(Items from a point annotation set)
%%
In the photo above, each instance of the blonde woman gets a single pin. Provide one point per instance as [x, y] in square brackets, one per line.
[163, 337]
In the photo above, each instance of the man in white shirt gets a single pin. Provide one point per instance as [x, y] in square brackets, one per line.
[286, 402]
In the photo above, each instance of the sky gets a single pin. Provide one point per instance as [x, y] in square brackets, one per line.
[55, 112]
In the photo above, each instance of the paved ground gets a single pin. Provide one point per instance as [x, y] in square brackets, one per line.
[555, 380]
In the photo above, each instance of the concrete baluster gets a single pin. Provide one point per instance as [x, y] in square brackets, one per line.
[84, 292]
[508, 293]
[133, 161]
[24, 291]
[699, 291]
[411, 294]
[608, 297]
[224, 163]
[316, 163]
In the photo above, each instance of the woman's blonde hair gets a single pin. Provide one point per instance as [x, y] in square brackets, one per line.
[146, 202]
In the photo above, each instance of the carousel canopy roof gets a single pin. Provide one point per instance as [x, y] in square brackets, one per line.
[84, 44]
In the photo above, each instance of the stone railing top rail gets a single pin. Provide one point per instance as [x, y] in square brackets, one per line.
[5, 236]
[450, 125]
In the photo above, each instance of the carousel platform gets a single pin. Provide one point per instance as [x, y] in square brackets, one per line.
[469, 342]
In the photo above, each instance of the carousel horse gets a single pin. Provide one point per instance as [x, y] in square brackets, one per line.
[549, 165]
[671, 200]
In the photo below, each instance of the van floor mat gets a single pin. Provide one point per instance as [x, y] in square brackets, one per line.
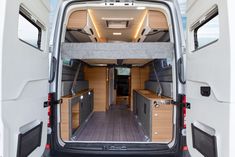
%%
GIVEN INSTRUCTION: Reproduce all of the items above word for word, omitting the pictures.

RIGHT ANSWER:
In the photo above, each instance of the blonde woman gets a single pin. Provide one point per instance as [x, y] in square brackets, one per line.
[163, 337]
In the photo above, each instance of the man in white shirt gets a single pin. Provide one point per instance as [x, y] in square brackets, one per line.
[286, 402]
In the photo above, each instance of the sky gets a single pin. Provide one point per instance as [x, y] in square brackets, one per line.
[55, 112]
In the photo above, each instance of the paved ground gets a single pin. Provide one point per instance as [x, y] in square brackets, one per line.
[555, 380]
In the photo above, each instance of the concrete baluster gets a single pin. Provide one point per instance as [x, y] in square brackets, one per line.
[84, 292]
[508, 293]
[133, 161]
[24, 291]
[699, 291]
[411, 294]
[608, 297]
[224, 163]
[316, 163]
In the photo above, each instance of the woman's blonde hair gets a single pin. Provide one point per instance as [x, y] in square brackets, one per line.
[146, 202]
In the photo above, each instance of the carousel canopy roof gets a single pin. Provide one point per instance as [x, y] in square brackets, one per line.
[84, 44]
In the photo above, each instance of the stone railing top rail gets a single pin. Provide one point per instance as [x, y] in square brackets, one per line.
[5, 236]
[450, 125]
In the photo above, each instance of the carousel platform gets a single pin. Provide one point per instance as [x, y] in square brackets, one per line.
[469, 342]
In the photo above, each instance of the carousel horse gets a single pin. Provide one point per instance as [x, y] in square brackets, one per line.
[549, 165]
[671, 200]
In the photo below, each instance of the van floor mat gets a single pin. Provide one point per instance as [x, y] in square brackets, one per line.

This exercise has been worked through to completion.